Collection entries
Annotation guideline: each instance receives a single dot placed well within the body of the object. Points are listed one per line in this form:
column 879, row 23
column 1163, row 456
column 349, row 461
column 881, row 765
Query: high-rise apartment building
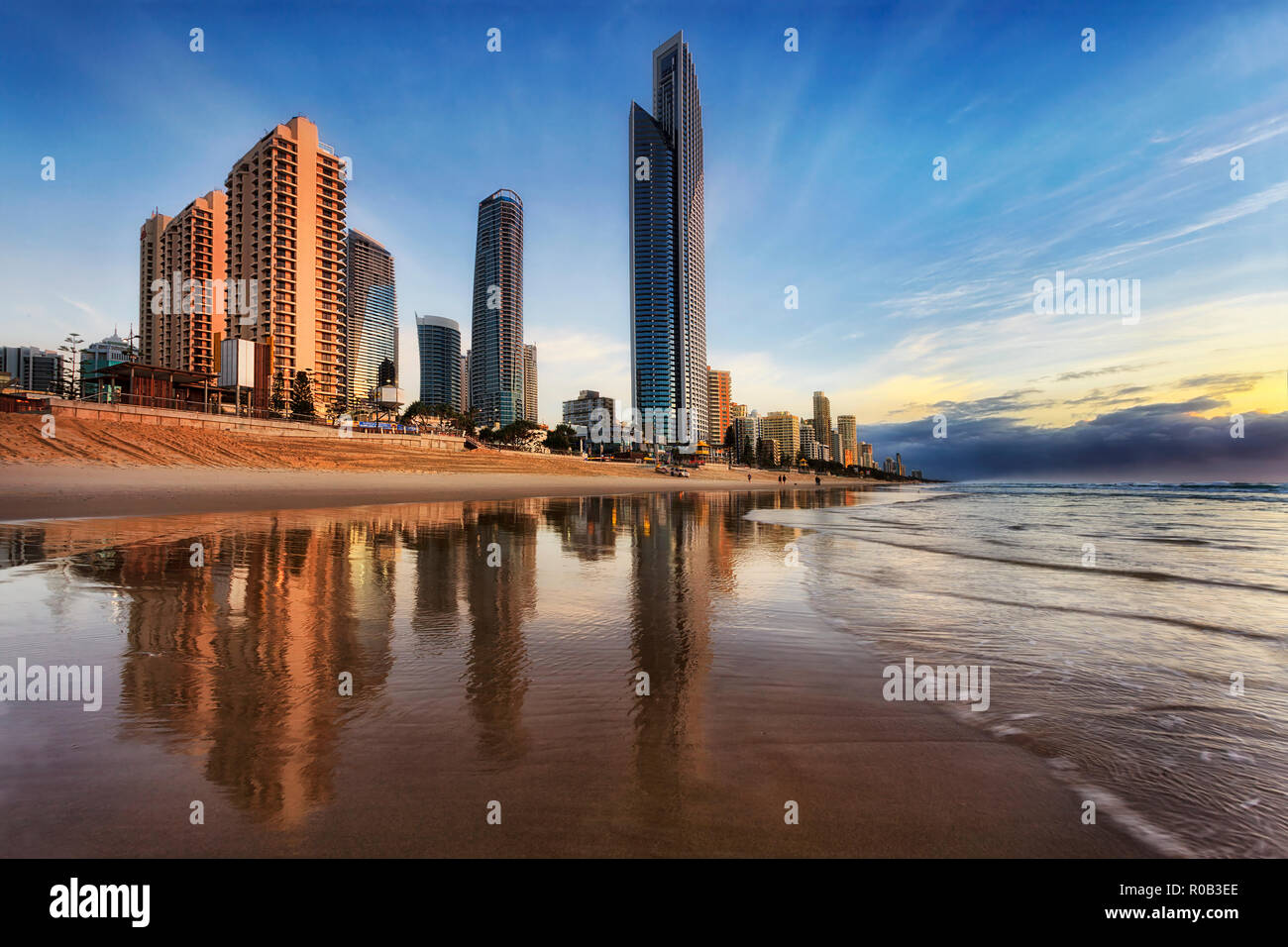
column 372, row 315
column 848, row 432
column 34, row 369
column 529, row 382
column 441, row 364
column 151, row 256
column 669, row 322
column 465, row 381
column 181, row 265
column 719, row 403
column 496, row 334
column 822, row 419
column 286, row 230
column 785, row 428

# Your assignment:
The response should contain every record above exactly as written, and none of the pictures.

# Response area:
Annotation guideline: each instance receives a single dot placed well within the body of the object. Points are listed one per line in this form:
column 879, row 23
column 1163, row 456
column 349, row 461
column 881, row 765
Query: high-rise apartment building
column 372, row 315
column 848, row 432
column 34, row 369
column 529, row 382
column 441, row 364
column 151, row 256
column 669, row 322
column 465, row 381
column 181, row 265
column 719, row 403
column 496, row 334
column 822, row 419
column 286, row 230
column 785, row 428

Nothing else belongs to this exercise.